OBJECTIF
Prolongez l'intervention de Laurent Nuñez devant la commission de la défense nationale en reprenant juste après sa dernière phrase.

#### EXTRAIT DU TEXTE ####

Intervention de Laurent Nuñez

Réunion du mardi 9 février 2021 à 17h30
Commission de la défense nationale et des forces armées

Laurent Nuñez, coordonnateur national du renseignement et de la lutte contre le terrorisme :

Ma carrière est, en effet, plutôt celle d'un homme de l'ombre. J'ai notamment été directeur général de la sécurité intérieure avant d'être davantage dans la lumière, jusqu'au 15 juillet 2020.

La coordination nationale du renseignement et de la lutte contre le terrorisme est une structure qui existe depuis 2008. À l'époque, elle était surtout chargée de faire remonter l'information au Président de la République : elle recevait les notes d'information de tous les services de renseignement, et était chargée de transmettre l'information utile. Les choses ont un peu évolué. En 2017, le Président de la République a souhaité donner à cette instance une dimension plus opérationnelle, même si elle ne dit pas complètement son nom. En plus de recevoir la production des services de renseignement, on nous demande de nous assurer que les services travaillent bien ensemble sur le plan opérationnel, dans des objectifs communs et, surtout, en partenariat étroit. Dans l'histoire du renseignement français, cela n'a pas toujours été le cas. Le Président de la République veille à ce que les services de renseignement travaillent sans qu'il y ait de trou dans la raquette. Sur des sujets comme la lutte contre le terrorisme, nos concitoyens ne comprendraient pas qu'il en soit autrement. Y compris dans la lutte contre les ingérences étrangères en matière d'espionage, nous veillons à ce que les services partagent le plus possible leurs informations.

#### DONNÉES FOURNIES ####

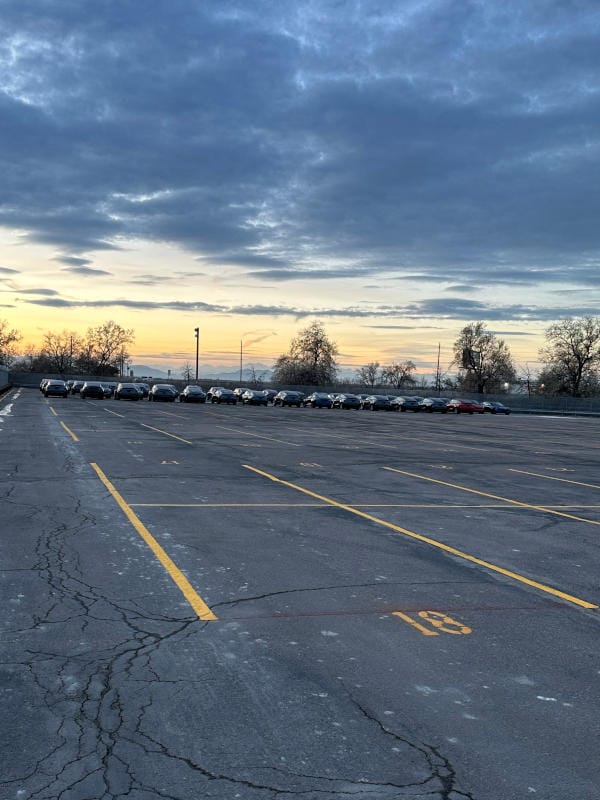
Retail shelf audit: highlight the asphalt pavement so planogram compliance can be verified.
[0,389,600,800]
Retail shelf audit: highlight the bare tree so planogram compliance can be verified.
[79,320,135,375]
[540,317,600,397]
[273,320,338,386]
[181,361,195,383]
[41,331,82,372]
[454,322,516,394]
[356,361,380,389]
[0,319,23,367]
[381,361,417,389]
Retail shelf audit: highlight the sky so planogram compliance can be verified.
[0,0,600,373]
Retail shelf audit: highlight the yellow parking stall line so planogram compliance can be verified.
[383,467,600,525]
[60,420,79,442]
[129,503,328,508]
[141,422,193,444]
[90,463,218,620]
[242,464,598,608]
[215,425,302,447]
[508,469,600,489]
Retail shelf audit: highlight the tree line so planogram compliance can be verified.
[0,316,600,397]
[273,316,600,397]
[0,320,135,376]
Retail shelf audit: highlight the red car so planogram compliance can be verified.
[446,399,484,414]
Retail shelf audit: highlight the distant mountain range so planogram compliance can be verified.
[129,364,272,383]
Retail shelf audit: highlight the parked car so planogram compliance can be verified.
[42,378,69,397]
[179,384,206,403]
[392,396,424,411]
[148,383,179,403]
[210,387,237,406]
[361,394,397,411]
[241,389,268,406]
[481,400,510,415]
[115,383,142,400]
[302,392,333,408]
[419,397,448,414]
[79,381,104,400]
[206,386,224,402]
[446,398,483,414]
[100,381,117,397]
[333,394,360,409]
[135,381,150,397]
[71,381,85,394]
[273,389,304,408]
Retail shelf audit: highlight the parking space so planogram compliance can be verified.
[0,392,600,800]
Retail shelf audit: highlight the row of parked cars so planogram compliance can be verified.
[40,378,510,414]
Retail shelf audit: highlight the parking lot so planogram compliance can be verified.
[0,389,600,800]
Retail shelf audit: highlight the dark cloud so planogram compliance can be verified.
[18,289,58,296]
[26,290,597,322]
[62,267,113,278]
[53,256,92,267]
[0,0,600,318]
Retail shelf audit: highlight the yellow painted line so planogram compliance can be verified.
[130,503,327,508]
[90,463,218,620]
[314,428,489,453]
[60,420,79,442]
[141,422,193,444]
[215,425,302,447]
[130,503,600,511]
[242,464,598,608]
[383,467,600,525]
[392,611,439,636]
[508,469,600,489]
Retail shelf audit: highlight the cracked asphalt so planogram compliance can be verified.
[0,389,600,800]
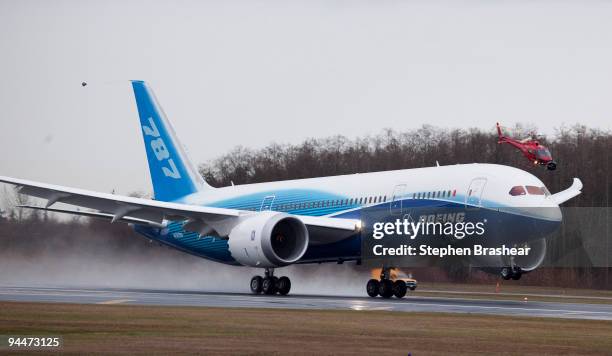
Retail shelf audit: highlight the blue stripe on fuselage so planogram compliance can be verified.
[135,190,558,265]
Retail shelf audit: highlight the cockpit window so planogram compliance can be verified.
[525,185,546,195]
[509,185,527,196]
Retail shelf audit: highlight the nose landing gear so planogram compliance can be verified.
[366,267,408,299]
[251,268,291,295]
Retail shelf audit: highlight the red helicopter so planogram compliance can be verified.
[497,122,557,171]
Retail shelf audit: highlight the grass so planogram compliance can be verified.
[0,302,612,355]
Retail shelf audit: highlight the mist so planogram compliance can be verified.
[0,210,369,295]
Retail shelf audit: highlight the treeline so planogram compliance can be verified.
[200,125,612,206]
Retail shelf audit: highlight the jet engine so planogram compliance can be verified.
[228,211,308,267]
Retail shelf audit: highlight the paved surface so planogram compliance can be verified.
[0,286,612,320]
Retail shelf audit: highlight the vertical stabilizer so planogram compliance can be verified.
[132,80,212,201]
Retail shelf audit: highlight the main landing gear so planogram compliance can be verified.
[500,266,523,281]
[366,267,408,299]
[251,268,291,295]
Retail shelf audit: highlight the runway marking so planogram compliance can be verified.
[96,299,135,304]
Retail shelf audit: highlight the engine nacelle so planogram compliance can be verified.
[228,211,308,267]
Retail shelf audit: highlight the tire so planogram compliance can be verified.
[378,279,393,299]
[251,276,263,294]
[393,279,408,299]
[276,277,291,295]
[261,277,276,295]
[500,267,513,281]
[366,279,380,298]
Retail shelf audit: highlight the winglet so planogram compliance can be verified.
[551,178,583,205]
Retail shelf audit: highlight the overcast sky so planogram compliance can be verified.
[0,0,612,193]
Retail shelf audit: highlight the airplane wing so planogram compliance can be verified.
[0,176,361,244]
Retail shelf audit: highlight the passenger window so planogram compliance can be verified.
[525,185,545,195]
[509,185,527,196]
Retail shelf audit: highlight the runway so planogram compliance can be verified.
[0,286,612,320]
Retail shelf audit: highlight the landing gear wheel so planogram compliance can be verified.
[251,276,263,294]
[261,277,276,295]
[393,279,408,298]
[276,277,291,295]
[366,279,380,298]
[378,279,393,299]
[500,267,513,281]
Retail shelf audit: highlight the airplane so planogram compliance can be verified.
[0,80,582,298]
[497,122,557,171]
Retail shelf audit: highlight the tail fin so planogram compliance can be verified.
[132,80,212,201]
[497,122,504,141]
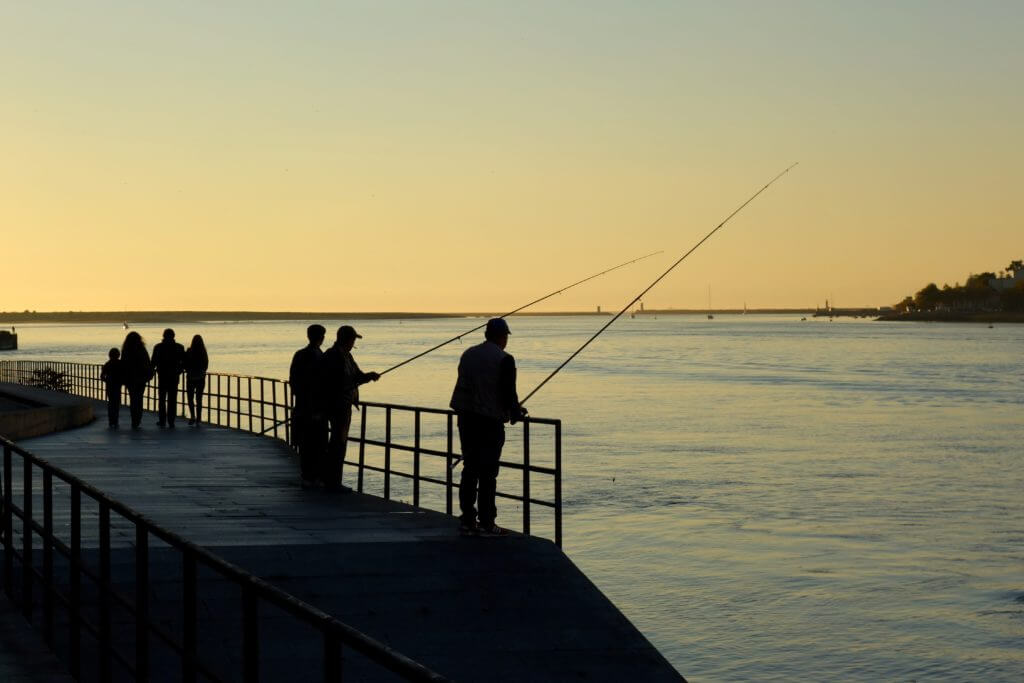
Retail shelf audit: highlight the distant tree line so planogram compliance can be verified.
[894,261,1024,313]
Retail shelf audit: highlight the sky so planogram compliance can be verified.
[0,0,1024,311]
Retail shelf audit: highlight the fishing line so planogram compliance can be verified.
[380,251,663,377]
[519,162,800,405]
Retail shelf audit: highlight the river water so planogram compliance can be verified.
[2,314,1024,681]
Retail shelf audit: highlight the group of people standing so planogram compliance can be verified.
[100,317,526,536]
[289,317,526,536]
[100,328,210,429]
[288,325,380,493]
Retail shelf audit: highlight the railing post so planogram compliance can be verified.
[280,380,294,445]
[384,405,391,501]
[98,501,112,683]
[43,469,53,647]
[444,413,454,516]
[135,520,150,683]
[68,483,82,679]
[181,550,199,683]
[3,443,14,598]
[522,419,529,536]
[357,405,370,494]
[270,382,279,438]
[413,411,420,508]
[324,627,341,683]
[555,420,562,548]
[22,458,32,622]
[242,584,259,683]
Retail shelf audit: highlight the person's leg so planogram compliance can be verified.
[292,403,316,483]
[459,415,479,526]
[157,377,167,427]
[128,385,145,429]
[196,373,206,425]
[106,387,121,427]
[185,375,196,425]
[332,405,352,485]
[324,405,352,488]
[167,377,178,427]
[477,420,505,528]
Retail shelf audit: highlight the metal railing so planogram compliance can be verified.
[0,360,562,547]
[0,437,447,683]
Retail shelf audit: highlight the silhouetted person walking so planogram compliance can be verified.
[288,325,327,488]
[121,332,153,429]
[185,335,210,427]
[316,325,380,490]
[99,348,122,429]
[153,328,185,429]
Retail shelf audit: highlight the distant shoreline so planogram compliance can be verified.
[0,308,814,326]
[878,310,1024,323]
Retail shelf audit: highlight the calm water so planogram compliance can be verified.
[2,315,1024,681]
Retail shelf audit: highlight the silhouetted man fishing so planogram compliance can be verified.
[153,328,185,429]
[451,317,526,536]
[316,325,381,492]
[288,324,327,488]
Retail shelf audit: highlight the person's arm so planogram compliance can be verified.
[498,355,526,424]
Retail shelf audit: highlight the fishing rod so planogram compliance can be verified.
[380,250,664,377]
[519,162,800,405]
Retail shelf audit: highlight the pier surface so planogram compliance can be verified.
[0,385,682,683]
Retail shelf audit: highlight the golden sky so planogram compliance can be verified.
[0,0,1024,311]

####

RÉPONSE À L'EXERCICE
La mission d'origine de la coordination est toujours la même. Sa structure s'est étoffée et comprend quinze conseillers de haut niveau, qui viennent, pour la plupart, de services de renseignement et ont des expériences dans ce domaine. Nous recevons l'ensemble de la production des services de renseignement français – les six services spécialisés du premier cercle et les quatre principaux services du second. Cela nous permet de vérifier que les orientations qui sont données aux services de renseignement sont bien suivies notamment à travers de l'analyse de la production de notes.

Notre deuxième mission consiste, sur la base d'une évaluation globale des menaces sécuritaires élaborée avec les services de renseignement ( terrorisme, ingérence étrangère, protection économique, subversion violente, criminalité organisée), à rédiger avec la contribution des cabinets ministériels des documents de planification correspondant à leurs besoins en renseignements, et de vérifier qu'ils sont bien respectés par les services. Dans chaque domaine de recherche, nous fixons des besoins prioritaires à creuser.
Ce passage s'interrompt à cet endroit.